- **Bereitgestellter Text**:
Interview vom 11. August 2025 mit Taras Bilous, Redaktor des ukrainischen linken Onlinemediums Spilne und seit März 2022 Angehöriger der ukrainischen Armee.
Archipel: Bereust Du, Soldat geworden zu sein?
Taras Bilous: Nein, ich bereue es nicht. Allerdings wusste ich damals, vor dreieinhalb Jahren, fast nichts von der Armee. Ab dem Moment, wo Du der Armee angehörst, ist Deine Freiheit sehr eingeschränkt. Du hast kaum Wahlmöglichkeiten, was Du in der Armee tun willst. Aber es gibt diese seltenen Gelegenheiten, wo Du plötzlich eine Wahl treffen kannst. Einige meiner Entscheidungen habe ich später bereut. Wenn ich damals soviel gewusst hätte wie ich jetzt weiss, dann wäre mein Weg in der Armee sicher ein ganz anderer gewesen.
Welche Funktion hast Du derzeit?
Jetzt bin ich Drohnenoperator, ich erkunde die Stellungen und Bewegungen des Feindes.
Du bist einer der wenigen linken ukrainischen Autoren, die international bekannt sind. Ja, das stimmt, aber eigentlich erst seit Beginn des Kriegs 2022, ich habe damals mehrere Texte in ausländischen Medien veröffentlicht. Davor habe ich fast ausschliesslich für Ukrainer und Ukrainerinnen publiziert.
Was macht der Krieg mit den verschiedenen linken, emanzipatorischen Bewegungen in der Ukraine?
Viele der aktivsten Leute sind heute in der Armee. Das schränkt deren Möglichkeiten natürlich sehr ein, und es ist auch ein grosses Handicap für ihre Organisationen. Vielleicht müssen wir uns daran erinnern, was bei der russischen Besetzung der Krim und des Donbas 2014 passiert ist. Das war eine katastrophale Periode für die linken Strömungen in der Ukraine. Alle haben sich zerstritten, Organisationen lösten sich auf, es gab während einiger Zeit praktisch keine linke Opposition mehr. Wir erinnern uns daran, dass noch 2011 und 2012 am 1. Mai in Kyiv mehrere Aufmärsche mit etwa 500 Teilnehmer·innen stattfanden, die Anarchist·innen getrennt von den anderen. Nach 2014 waren wir völlig marginalisiert, mehrmals fuhren wir am 1. Mai nach Kriwi Rih, wo die Gewerkschaften stark sind, und und schlossen uns den dortigen Aufmärschen an. Bis 2022 ging es also einfach darum, die linken Organisationen am Leben zu erhalten. Seit Kriegsbeginn ist es etwas anders. Erfreulicherweise gab es 2023 eine Neugeburt der Studentenorganisation «Priama Dija» («Direkte Aktion», eine in der Ukraine beinahe schon legendäre Student·innenorganisation, die mit Unterbrechungen seit den 1990er Jahren existiert hat). Das ist wichtig, denn während des Krieges gibt es ja nicht so viele Möglichkeiten, soziale Forderungen in die Öffentlichkeit zu bringen. Aber die Student·innen können sich z.B. für bessere Bedingungen in den Heimen für Studierende und gegen die Kommerzialisierung der Universitäten einsetzen. Und natürlich ist es erfreulich, dass es eine neue Generation von sozial engagierten Student·innen gibt.

- **Material**:
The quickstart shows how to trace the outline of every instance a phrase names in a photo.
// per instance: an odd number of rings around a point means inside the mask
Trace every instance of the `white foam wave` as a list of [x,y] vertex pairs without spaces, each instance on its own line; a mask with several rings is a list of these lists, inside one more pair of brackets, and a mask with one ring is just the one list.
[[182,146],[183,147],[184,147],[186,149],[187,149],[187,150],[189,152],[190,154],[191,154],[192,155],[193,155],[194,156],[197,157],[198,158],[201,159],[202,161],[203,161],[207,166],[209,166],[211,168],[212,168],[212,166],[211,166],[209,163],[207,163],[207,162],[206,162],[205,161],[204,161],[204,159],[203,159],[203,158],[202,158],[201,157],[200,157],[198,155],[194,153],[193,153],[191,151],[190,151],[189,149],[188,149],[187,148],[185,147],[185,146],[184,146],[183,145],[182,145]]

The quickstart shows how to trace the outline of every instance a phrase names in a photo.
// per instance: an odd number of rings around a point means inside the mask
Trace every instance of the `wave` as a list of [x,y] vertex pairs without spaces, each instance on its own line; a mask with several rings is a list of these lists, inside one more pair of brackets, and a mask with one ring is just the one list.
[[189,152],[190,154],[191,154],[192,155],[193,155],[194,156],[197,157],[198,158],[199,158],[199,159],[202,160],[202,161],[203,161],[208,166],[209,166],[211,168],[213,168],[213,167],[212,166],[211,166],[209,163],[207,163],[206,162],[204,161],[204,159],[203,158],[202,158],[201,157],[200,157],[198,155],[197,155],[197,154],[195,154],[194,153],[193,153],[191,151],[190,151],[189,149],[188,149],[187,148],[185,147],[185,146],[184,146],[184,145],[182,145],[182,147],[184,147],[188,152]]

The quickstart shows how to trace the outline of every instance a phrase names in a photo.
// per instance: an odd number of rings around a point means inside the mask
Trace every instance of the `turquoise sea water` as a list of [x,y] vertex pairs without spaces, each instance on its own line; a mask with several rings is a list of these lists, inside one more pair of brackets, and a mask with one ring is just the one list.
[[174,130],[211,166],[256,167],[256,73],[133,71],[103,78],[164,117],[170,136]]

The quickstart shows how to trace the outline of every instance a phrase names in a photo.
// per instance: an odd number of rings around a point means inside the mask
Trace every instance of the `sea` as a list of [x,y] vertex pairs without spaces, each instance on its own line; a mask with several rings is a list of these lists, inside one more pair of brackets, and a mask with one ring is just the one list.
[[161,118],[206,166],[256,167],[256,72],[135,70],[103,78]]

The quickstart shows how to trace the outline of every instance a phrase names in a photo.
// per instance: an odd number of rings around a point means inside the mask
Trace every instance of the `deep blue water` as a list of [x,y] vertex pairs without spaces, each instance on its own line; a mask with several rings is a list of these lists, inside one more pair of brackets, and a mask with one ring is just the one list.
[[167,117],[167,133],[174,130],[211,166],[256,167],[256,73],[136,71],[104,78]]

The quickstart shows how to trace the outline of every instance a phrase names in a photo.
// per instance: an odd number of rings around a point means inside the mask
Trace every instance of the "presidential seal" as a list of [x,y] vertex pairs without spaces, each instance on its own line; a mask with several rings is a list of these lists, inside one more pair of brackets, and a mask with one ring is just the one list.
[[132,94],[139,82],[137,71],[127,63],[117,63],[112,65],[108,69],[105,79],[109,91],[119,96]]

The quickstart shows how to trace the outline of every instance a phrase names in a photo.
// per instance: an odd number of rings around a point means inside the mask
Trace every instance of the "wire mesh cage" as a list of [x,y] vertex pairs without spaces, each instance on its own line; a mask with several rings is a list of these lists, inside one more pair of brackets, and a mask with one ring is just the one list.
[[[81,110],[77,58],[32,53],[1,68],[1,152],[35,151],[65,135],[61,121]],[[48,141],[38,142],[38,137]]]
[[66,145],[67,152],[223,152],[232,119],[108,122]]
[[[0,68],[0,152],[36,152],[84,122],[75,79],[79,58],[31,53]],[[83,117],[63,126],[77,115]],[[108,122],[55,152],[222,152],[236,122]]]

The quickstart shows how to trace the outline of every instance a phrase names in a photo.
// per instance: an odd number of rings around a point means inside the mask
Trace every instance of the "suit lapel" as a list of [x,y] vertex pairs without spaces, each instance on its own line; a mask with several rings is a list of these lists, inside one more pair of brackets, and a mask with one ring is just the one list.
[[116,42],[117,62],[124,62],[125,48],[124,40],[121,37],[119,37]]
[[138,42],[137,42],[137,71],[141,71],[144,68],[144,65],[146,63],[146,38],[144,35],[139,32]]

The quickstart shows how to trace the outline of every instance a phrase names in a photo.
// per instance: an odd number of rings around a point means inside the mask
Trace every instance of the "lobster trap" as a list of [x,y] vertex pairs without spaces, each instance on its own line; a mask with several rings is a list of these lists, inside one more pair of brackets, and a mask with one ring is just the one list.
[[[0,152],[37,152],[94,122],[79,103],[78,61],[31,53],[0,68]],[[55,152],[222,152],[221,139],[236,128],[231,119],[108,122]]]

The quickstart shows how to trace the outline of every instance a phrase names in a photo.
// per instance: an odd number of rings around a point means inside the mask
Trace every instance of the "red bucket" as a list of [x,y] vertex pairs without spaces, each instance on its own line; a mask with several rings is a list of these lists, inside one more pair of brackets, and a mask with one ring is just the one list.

- **Ziel der Übung**:
Beantworte anhand des Interviews die folgenden Fragen:
1. Welche Funktion hat Taras Bilous derzeit in der Armee?
2. Wohin fuhren die Linken nach 2014 mehrmals am 1. Mai?
3. In welchem Jahr gab es eine Neugeburt der Studentenorganisation «Priama Dija»?
Die Datensätze sind eigenständiges Material und gehören nicht zum Interview.

- **Die Lösung**:
1. Er ist Drohnenoperator und erkundet die Stellungen und Bewegungen des Feindes.
2. Sie fuhren nach Kriwi Rih, wo die Gewerkschaften stark sind, und schlossen sich den dortigen Aufmärschen an.
3. Im Jahr 2023.